-- Data extract --
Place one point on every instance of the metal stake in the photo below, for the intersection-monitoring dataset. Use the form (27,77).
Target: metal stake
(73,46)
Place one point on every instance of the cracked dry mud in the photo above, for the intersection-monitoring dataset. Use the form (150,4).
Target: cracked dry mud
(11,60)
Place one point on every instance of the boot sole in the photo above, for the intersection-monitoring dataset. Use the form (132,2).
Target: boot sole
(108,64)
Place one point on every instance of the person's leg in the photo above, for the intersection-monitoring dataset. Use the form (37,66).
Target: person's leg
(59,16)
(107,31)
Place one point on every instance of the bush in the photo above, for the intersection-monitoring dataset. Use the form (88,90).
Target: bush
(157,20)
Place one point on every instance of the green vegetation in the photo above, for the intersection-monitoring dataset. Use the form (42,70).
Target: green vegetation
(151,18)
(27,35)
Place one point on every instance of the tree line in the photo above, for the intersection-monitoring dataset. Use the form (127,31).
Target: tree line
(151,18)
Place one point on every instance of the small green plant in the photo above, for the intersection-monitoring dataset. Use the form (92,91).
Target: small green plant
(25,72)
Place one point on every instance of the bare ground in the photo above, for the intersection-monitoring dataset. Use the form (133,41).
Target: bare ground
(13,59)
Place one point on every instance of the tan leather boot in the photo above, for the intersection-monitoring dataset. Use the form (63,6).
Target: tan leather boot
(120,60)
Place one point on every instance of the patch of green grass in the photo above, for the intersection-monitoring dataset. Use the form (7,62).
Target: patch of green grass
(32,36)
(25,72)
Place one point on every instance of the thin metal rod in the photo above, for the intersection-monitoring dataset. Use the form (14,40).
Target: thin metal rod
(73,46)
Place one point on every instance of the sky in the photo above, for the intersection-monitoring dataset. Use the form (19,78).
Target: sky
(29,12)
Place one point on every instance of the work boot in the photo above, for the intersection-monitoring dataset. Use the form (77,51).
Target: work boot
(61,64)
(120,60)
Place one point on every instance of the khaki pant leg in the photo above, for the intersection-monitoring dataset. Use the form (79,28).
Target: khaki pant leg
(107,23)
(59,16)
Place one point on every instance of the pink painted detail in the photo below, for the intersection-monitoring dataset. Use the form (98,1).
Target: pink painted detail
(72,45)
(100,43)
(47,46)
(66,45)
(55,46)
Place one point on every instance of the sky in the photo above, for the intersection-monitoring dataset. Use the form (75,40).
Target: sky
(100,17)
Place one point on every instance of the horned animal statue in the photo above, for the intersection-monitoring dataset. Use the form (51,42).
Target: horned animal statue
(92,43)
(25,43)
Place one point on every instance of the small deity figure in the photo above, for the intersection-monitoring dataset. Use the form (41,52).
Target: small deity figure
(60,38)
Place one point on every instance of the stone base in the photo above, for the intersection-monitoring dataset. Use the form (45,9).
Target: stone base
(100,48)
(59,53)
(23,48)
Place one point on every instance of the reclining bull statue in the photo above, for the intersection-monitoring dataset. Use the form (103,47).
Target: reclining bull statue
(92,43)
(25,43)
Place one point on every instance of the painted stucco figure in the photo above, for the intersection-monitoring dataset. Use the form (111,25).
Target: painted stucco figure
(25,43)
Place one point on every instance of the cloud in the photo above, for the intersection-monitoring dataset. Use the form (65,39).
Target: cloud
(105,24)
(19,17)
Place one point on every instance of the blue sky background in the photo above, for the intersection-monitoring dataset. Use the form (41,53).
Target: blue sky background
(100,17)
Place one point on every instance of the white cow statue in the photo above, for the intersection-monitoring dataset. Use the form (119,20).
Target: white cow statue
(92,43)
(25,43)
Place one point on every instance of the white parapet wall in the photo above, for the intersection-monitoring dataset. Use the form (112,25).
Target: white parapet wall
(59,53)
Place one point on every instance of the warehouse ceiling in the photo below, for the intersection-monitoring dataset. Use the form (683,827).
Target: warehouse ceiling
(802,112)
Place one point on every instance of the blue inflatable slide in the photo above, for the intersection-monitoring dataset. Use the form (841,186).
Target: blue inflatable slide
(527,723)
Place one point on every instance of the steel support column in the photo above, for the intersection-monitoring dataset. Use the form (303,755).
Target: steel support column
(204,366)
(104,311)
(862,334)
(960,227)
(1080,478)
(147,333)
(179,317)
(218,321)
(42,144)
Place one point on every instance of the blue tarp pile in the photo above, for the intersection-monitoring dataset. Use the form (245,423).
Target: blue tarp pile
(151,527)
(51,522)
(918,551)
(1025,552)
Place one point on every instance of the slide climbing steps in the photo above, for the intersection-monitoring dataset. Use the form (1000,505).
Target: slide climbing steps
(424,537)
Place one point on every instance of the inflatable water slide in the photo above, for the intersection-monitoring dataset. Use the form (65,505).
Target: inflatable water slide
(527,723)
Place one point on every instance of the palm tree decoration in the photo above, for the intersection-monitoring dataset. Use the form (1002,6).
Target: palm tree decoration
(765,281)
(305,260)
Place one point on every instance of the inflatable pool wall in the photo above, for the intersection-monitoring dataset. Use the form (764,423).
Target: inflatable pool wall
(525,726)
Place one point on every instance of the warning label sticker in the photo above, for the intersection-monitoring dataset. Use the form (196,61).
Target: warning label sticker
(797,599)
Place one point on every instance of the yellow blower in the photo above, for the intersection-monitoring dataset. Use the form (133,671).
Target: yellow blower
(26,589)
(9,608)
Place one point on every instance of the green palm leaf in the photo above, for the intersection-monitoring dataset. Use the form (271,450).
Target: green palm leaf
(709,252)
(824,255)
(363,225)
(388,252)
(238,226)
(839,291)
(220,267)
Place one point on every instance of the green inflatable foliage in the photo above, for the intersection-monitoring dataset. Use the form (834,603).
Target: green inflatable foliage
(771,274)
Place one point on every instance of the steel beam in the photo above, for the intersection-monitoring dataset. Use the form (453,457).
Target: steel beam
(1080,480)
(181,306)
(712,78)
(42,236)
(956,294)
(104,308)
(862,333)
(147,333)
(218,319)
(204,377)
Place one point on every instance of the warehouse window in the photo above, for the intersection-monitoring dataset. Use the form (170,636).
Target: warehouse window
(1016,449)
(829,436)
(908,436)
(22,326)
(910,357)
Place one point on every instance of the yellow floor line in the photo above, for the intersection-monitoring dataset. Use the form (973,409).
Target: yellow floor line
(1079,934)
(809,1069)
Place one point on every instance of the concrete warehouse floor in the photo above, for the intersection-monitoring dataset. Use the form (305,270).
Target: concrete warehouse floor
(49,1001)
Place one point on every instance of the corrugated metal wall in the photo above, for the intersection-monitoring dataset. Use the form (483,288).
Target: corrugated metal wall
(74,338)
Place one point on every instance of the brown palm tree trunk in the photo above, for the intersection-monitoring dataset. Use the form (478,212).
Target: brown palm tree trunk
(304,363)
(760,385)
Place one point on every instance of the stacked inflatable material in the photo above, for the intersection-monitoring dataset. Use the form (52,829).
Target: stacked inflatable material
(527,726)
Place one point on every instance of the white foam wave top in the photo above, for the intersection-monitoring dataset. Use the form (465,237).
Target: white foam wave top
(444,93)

-- Exercise objective --
Repeat every record, exactly as written.

-- Solution to this exercise --
Place one point on every instance of the metal stake in the photo below, for the intersection-monitoring dataset. Use the form (27,77).
Target: metal stake
(73,46)
Place one point on every instance of the cracked dry mud in the photo above, for the intersection-monitoring dataset. Use the form (150,4).
Target: cracked dry mud
(11,60)
Place one point on every instance of the boot sole in the photo above, for the intersection-monitoring dataset. Use the form (132,2).
Target: boot sole
(108,64)
Place one point on every instance of the person's leg in the photo above, for the intersection-monitoring dataset. Use the form (37,66).
Target: person's leg
(59,16)
(107,31)
Place one point on every instance of the bush in the photo above, for the intersection-monitoring dataset. Use the form (88,90).
Target: bush
(157,20)
Place one point on every instance of the green vegetation in the photo above, for the intersection-monitoring dataset. Use the form (42,70).
Target: green vegetation
(151,18)
(27,35)
Place one point on every instance of the tree line in the photo above, for the intersection-monitoring dataset. Use the form (127,31).
Target: tree line
(151,18)
Place one point on every instance of the small green plant in the photo above, for the intersection-monitoring dataset. Use the form (92,91).
Target: small green plant
(25,72)
Place one point on every instance of the bare ground in the photo above, for the intersection-monitoring dataset. Use the form (133,41).
Target: bare ground
(13,59)
Place one point on every instance of the tan leather boot in the photo above, for the intersection-monitoring dataset. Use the form (63,6).
Target: tan leather boot
(120,60)
Place one point on every instance of the patch of green grass in the photo above, for the intersection-monitoring dataset. Use the form (7,62).
Target: patch of green grass
(32,36)
(25,72)
Place one point on every instance of the thin metal rod in the photo above, for the intersection-monitoring dataset. Use the form (14,40).
Target: thin metal rod
(73,46)
Place one point on every instance of the sky in the photo above, for the intersection-monitoring dataset. Use the form (19,78).
Target: sky
(29,12)
Place one point on every instance of the work boot in the photo above, for the intersection-monitoring dataset. Use the form (77,51).
Target: work boot
(61,64)
(120,60)
Place one point on every instance of the khaki pant leg in the photo above, for the intersection-monitoring dataset. Use the form (79,28).
Target: khaki pant leg
(107,23)
(59,16)
Place one point on every instance of the pink painted detail in the photo below, for the intersection-monitoring dataset. Use the form (98,1).
Target: pink painted detail
(72,45)
(100,43)
(47,46)
(66,45)
(55,46)
Place one point on every instance of the sky in the photo above, for the intersection-monitoring dataset. Use the form (75,40).
Target: sky
(100,17)
Place one point on every instance of the horned animal statue in the photo above, for the intersection-monitoring dataset. Use the form (51,42).
Target: horned animal statue
(92,43)
(25,43)
Place one point on every instance of the small deity figure in the photo above, for the intersection-monitoring dataset. Use the form (41,52).
Target: small deity figure
(60,38)
Place one point on every instance of the stone base in the photo above, for the intersection-monitoring dataset. Use the form (45,9).
Target: stone base
(100,48)
(59,53)
(23,48)
Place one point on every instance of the reclining bull statue in the photo above, for the intersection-monitoring dataset. Use the form (103,47).
Target: reclining bull statue
(92,43)
(25,43)
Place one point on every instance of the painted stucco figure in the photo above, for the intersection-monitoring dataset. Use the form (111,25).
Target: painted stucco figure
(25,43)
Place one point on every instance of the cloud in the photo above, for the intersection-monitoring dataset. Use the form (65,39).
Target: cloud
(105,24)
(19,17)
Place one point on every instance of the blue sky background in the photo above, for the intersection-monitoring dataset. Use the form (41,53).
Target: blue sky background
(100,17)
Place one point on every instance of the white cow statue in the photo above, for the intersection-monitoring dataset. Use the form (119,20).
Target: white cow statue
(92,43)
(25,43)
Place one point on every instance of the white parapet wall in the photo above, for the intersection-monitoring dataset. Use the form (112,25).
Target: white parapet wall
(59,53)
Place one point on every instance of the warehouse ceiling in the photo below, for the intersection-monitoring dataset. Use the form (683,827).
Target: warehouse ceiling
(802,112)
Place one point on every instance of the blue inflatable slide in the photo above, for the intersection-monitoring dataset. Use the form (841,186).
Target: blue inflatable slide
(527,723)
Place one point on every instance of the steel support column in the photo above, for the intersection-monitoring dataset. Use the form (303,755).
Target: steel support column
(204,366)
(104,311)
(862,334)
(960,227)
(1080,478)
(147,333)
(179,317)
(218,321)
(42,144)
Place one point on every instance of the blue tarp pile in the photo above, for the intersection-monitoring dataset. Use the form (245,423).
Target: blue tarp pile
(151,527)
(51,522)
(918,551)
(1025,552)
Place one point on every instance of the slide climbing steps in the photo above, for the intersection-monitoring dataset. Use the form (1000,505).
Target: slide climbing steps
(424,537)
Place one point on every instance of the inflatable water slide in the photo above, for the intersection-monitoring dataset. Use the form (65,505).
Target: inflatable water slide
(527,723)
Place one point on every instance of the palm tree decoration in the photo above, for the intersection-monitoring dataset. Use the form (1002,6).
Target: palm tree decoration
(765,281)
(305,260)
Place one point on every instance of the inflatable pool wall in the photo above, for the intersection-monitoring dataset. Use the form (764,423).
Target: inflatable pool wall
(525,726)
Place one point on every instance of the warning label sticker in the photo above, for the intersection-monitoring dataset. Use the form (196,61).
Target: warning label sticker
(797,599)
Place one point on every instance of the yellow blower in the photo above, for the intersection-monitoring dataset. Use the form (133,671).
Target: yellow blower
(26,589)
(9,608)
Place one point on every instance of the green palm leaf in the photo above, for the intersection-monitoring dataset. Use the form (271,450).
Target: green palm leaf
(709,252)
(824,255)
(363,225)
(388,252)
(238,226)
(839,291)
(220,267)
Place one point on every instance of the green inflatable foliage in the photo above, for the intersection-monitoring dataset. Use the form (834,603).
Target: green inflatable foliage
(771,274)
Place one point on every instance of the steel beam in the photo above, for the intersection-monitoring dataset. Use the form (453,457).
Target: steel beam
(1080,480)
(181,306)
(712,78)
(42,236)
(956,294)
(104,308)
(862,333)
(147,333)
(218,319)
(204,377)
Place one point on every instance of the warehouse window in the photo above, for the intersection-monitoring dataset. Use the form (170,636).
Target: warehouse window
(1016,449)
(829,436)
(908,436)
(22,326)
(910,357)
Place one point on every instance of the yellow floor line in the photo above, for the intersection-monitoring dataset. Use the form (973,409).
Target: yellow floor line
(1079,934)
(809,1069)
Place one point on every instance of the concrete warehouse floor in the photo above, for the intersection-monitoring dataset. Use the form (305,270).
Target: concrete warehouse floor
(49,1001)
Place one point on every instance of the corrugated metal wall in the photo above, for the intersection-monitoring dataset. Use the form (483,288).
Target: corrugated metal wall
(74,338)
Place one point on every instance of the brown palm tree trunk in the photo above, for the intersection-monitoring dataset. Use the form (478,212).
Target: brown palm tree trunk
(304,363)
(760,385)
Place one point on every instance of the stacked inflatable material in the photo above, for the intersection-monitoring dataset. Use the form (52,829).
Target: stacked inflatable material
(527,726)
Place one point on every instance of the white foam wave top in the photo above, for the intersection-monitoring dataset. Use the form (465,237).
Target: white foam wave top
(444,93)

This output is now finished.